===== SUPPLIED RECORDS =====

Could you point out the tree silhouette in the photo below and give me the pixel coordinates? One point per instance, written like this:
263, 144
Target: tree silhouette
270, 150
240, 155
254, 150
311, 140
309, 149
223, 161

=====
===== SUPPLIED RECORDS =====

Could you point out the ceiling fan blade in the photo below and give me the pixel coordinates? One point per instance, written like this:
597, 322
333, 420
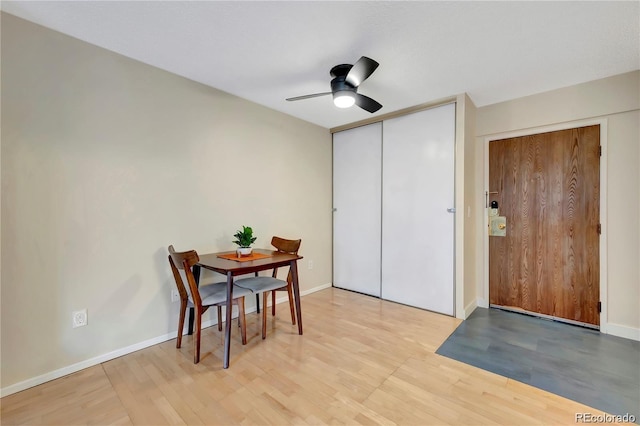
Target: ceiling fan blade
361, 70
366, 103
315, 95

=====

AIM =
Count how many lines of the material above contain the string "ceiling", treating uppercase and lowercase letters as different, and reply with the number alone.

ANSWER TO THIS TASK =
2